→ **YOUR GOAL**
Return the records exactly as they are.

Object point labels

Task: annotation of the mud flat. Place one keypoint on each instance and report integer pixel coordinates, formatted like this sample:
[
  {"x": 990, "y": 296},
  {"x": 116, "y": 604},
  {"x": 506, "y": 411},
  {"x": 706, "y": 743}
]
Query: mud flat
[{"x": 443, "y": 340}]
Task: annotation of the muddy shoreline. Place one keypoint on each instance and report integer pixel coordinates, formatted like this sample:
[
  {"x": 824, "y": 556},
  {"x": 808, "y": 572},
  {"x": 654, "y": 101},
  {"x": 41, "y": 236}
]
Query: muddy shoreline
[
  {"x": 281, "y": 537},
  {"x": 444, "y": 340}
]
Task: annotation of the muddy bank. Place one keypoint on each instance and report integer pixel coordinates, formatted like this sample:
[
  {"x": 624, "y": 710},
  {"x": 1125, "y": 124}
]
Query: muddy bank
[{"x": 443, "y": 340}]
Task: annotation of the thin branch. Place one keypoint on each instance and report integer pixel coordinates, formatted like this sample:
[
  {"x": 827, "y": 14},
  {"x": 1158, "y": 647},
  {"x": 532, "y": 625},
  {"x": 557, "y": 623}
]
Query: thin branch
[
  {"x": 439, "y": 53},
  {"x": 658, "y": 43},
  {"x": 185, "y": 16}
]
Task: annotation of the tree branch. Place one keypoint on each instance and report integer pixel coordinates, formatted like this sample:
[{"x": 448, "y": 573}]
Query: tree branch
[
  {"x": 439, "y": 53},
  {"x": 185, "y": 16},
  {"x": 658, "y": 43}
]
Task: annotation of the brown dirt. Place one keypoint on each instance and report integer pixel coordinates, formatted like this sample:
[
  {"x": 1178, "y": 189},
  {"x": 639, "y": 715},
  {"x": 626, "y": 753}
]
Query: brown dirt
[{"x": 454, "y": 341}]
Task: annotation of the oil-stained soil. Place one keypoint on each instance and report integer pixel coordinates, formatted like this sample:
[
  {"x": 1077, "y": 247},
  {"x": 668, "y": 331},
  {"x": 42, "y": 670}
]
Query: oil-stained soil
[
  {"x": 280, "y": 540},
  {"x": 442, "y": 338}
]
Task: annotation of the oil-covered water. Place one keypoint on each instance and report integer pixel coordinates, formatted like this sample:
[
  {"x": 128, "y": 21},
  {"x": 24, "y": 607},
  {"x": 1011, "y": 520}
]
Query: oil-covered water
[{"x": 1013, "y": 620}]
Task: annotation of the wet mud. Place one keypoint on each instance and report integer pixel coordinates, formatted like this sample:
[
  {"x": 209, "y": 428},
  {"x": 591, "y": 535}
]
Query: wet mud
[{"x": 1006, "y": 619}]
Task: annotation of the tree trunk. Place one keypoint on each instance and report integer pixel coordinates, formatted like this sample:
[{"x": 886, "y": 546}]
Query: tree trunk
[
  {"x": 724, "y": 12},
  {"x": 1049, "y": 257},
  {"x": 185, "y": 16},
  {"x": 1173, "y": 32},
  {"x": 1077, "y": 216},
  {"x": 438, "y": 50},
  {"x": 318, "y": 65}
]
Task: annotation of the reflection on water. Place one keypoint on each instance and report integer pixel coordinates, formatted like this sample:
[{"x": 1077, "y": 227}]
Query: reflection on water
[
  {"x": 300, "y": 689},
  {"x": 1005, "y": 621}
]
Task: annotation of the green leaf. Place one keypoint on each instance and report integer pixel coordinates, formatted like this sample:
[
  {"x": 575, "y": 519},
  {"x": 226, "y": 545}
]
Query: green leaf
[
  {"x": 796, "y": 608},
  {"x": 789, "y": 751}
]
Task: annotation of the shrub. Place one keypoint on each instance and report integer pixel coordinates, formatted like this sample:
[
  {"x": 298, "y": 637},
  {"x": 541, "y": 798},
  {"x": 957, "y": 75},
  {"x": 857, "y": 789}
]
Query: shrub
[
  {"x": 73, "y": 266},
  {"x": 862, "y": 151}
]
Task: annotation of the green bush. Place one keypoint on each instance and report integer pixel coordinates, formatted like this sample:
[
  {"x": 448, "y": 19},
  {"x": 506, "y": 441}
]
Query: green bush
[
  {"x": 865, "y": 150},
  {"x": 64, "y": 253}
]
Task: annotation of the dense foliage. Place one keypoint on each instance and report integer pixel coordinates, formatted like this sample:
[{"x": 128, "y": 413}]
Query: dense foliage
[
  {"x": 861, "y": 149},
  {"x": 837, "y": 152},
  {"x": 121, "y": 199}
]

→ **SOLUTION TO THE PROBLEM**
Task: annotation of the mud flat. Place one keypoint on each instance and report integer pixel coordinates, formatted like this sample:
[
  {"x": 990, "y": 296},
  {"x": 116, "y": 604},
  {"x": 506, "y": 411},
  {"x": 706, "y": 743}
]
Query: mud flat
[{"x": 443, "y": 340}]
Task: annotation of the muddy shoreline. Place one keypoint on each instance and report integer pixel coordinates, formatted like this sample:
[
  {"x": 824, "y": 556},
  {"x": 808, "y": 572},
  {"x": 654, "y": 101},
  {"x": 41, "y": 236}
]
Query: muddy shoreline
[
  {"x": 281, "y": 537},
  {"x": 444, "y": 340}
]
Task: annotation of the muddy bank. Place one keypoint on each instance and report integer pixel coordinates, formatted like this sample:
[
  {"x": 624, "y": 710},
  {"x": 1125, "y": 124}
]
Query: muddy bank
[{"x": 443, "y": 340}]
Task: annotation of the thin branch. Place one keypoint on each instance and report integer pixel coordinates, formatted like this sample:
[
  {"x": 827, "y": 14},
  {"x": 1158, "y": 647},
  {"x": 532, "y": 625},
  {"x": 557, "y": 623}
]
Query: thin branch
[
  {"x": 439, "y": 53},
  {"x": 658, "y": 43},
  {"x": 185, "y": 16}
]
Task: annotation of the tree branch. Place one keypoint on each instance and report integer pixel coordinates, formatted like this sample:
[{"x": 448, "y": 573}]
Query: tree branch
[
  {"x": 439, "y": 53},
  {"x": 185, "y": 16},
  {"x": 658, "y": 43}
]
Task: annotation of the brown dirt. Place one keypoint on each instance and report integer pixel coordinates, formatted like this sample:
[
  {"x": 1178, "y": 189},
  {"x": 639, "y": 715},
  {"x": 626, "y": 753}
]
Query: brown dirt
[{"x": 454, "y": 341}]
Task: annotation of the oil-stained soil. Place one keypoint on each instance and report integer pixel coordinates, formatted like this sample:
[
  {"x": 1077, "y": 247},
  {"x": 668, "y": 331},
  {"x": 42, "y": 670}
]
Query: oil-stained soil
[
  {"x": 280, "y": 540},
  {"x": 442, "y": 338}
]
Task: annotation of the oil-covered water. Place one keypoint on each instance and report integer pixel coordinates, formatted like this sample:
[
  {"x": 128, "y": 21},
  {"x": 24, "y": 607},
  {"x": 1011, "y": 520}
]
Query: oil-covered water
[{"x": 1013, "y": 620}]
Task: annotation of the wet mud. Place one keypoint on each instance and report integer pixel coordinates, formatted like this sample:
[
  {"x": 209, "y": 428},
  {"x": 591, "y": 535}
]
Query: wet mud
[{"x": 1006, "y": 619}]
Task: annotation of the tree trunk. Place one keypoint on each instance and report integer pixel coordinates, formatted like this sample:
[{"x": 886, "y": 546}]
Query: tree trunk
[
  {"x": 724, "y": 12},
  {"x": 1049, "y": 257},
  {"x": 185, "y": 16},
  {"x": 1173, "y": 32},
  {"x": 1077, "y": 216},
  {"x": 438, "y": 50},
  {"x": 318, "y": 65}
]
Task: annotation of the reflection on water. Place one keypoint on each instance and report integer pixel coordinates, formatted like this sample:
[{"x": 1077, "y": 227}]
Query: reflection on water
[
  {"x": 300, "y": 689},
  {"x": 1005, "y": 621}
]
Task: annotation of the green leaf. Place one keypoint on each instance and report integer pixel coordinates, formatted like this sample:
[
  {"x": 575, "y": 519},
  {"x": 226, "y": 545}
]
Query: green leaf
[
  {"x": 796, "y": 608},
  {"x": 789, "y": 751}
]
Task: annotation of the shrub. Place one keypoint on each instance and report integer pixel coordinates, formatted like this sample:
[
  {"x": 298, "y": 637},
  {"x": 541, "y": 798},
  {"x": 957, "y": 75},
  {"x": 857, "y": 789}
]
Query: shrub
[
  {"x": 73, "y": 266},
  {"x": 862, "y": 151}
]
Task: annotation of the green bush. Place one keypoint on each instance and report integer pixel coordinates, formatted like this sample:
[
  {"x": 448, "y": 19},
  {"x": 506, "y": 441}
]
Query: green bush
[
  {"x": 865, "y": 150},
  {"x": 64, "y": 253}
]
Task: annotation of the dense foliage. Place one keypoint on each instance and report integer pixel coordinates, formatted like this sample:
[{"x": 128, "y": 413}]
Query: dense foliage
[
  {"x": 861, "y": 149},
  {"x": 837, "y": 152},
  {"x": 121, "y": 199}
]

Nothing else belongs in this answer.